-- BEGIN Supplied information --

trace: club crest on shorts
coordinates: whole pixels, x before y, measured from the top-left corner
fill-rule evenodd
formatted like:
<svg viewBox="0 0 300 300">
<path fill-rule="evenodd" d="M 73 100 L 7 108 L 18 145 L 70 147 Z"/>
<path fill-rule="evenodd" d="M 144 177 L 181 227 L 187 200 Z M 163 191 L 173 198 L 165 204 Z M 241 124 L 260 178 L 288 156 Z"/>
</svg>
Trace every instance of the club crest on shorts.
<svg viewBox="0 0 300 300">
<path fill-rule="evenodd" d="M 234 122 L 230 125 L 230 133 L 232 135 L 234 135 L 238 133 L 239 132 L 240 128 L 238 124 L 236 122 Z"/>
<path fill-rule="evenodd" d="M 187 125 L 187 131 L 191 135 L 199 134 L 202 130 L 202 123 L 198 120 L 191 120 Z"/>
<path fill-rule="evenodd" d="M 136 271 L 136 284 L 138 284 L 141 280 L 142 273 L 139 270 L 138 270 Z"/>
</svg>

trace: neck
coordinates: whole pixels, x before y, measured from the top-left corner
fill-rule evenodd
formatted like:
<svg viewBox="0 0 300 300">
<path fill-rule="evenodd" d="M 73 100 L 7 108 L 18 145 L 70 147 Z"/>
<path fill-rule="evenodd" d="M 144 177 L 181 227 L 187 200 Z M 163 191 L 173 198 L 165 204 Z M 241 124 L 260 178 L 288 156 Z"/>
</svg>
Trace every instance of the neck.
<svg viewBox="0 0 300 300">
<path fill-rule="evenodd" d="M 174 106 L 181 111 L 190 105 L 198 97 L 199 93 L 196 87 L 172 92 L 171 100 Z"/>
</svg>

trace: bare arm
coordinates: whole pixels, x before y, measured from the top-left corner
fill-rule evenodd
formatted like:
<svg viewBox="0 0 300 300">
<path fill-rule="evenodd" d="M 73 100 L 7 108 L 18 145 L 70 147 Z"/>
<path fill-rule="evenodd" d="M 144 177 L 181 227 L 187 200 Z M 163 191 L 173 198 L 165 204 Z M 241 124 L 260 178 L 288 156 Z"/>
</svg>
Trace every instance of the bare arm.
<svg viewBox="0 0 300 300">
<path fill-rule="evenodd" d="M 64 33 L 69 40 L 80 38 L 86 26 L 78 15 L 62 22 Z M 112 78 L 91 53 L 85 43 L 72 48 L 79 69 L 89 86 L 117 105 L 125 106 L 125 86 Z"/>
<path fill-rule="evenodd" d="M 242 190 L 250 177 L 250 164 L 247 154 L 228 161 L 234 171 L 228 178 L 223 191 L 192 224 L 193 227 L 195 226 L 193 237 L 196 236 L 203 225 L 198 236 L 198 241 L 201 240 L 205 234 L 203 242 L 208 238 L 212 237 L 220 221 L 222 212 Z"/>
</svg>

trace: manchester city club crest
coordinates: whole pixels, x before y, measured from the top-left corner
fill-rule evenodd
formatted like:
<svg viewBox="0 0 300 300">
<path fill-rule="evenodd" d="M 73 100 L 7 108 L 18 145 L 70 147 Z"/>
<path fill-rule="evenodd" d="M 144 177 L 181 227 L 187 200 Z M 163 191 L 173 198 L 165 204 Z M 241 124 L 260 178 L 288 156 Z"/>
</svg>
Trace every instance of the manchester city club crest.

-- END Supplied information --

Prompt: Copy verbatim the lines of the entries from the very first line through the line containing "Trace every instance of the club", with both ends included.

Reply to the exercise:
trace: club crest on shorts
coordinates: whole pixels, x before y, measured from the top-left corner
fill-rule evenodd
formatted like:
<svg viewBox="0 0 300 300">
<path fill-rule="evenodd" d="M 73 100 L 7 108 L 18 145 L 70 147 Z"/>
<path fill-rule="evenodd" d="M 144 177 L 181 227 L 187 200 Z M 163 191 L 173 198 L 165 204 Z M 241 124 L 260 178 L 288 156 Z"/>
</svg>
Trace every instance of the club crest on shorts.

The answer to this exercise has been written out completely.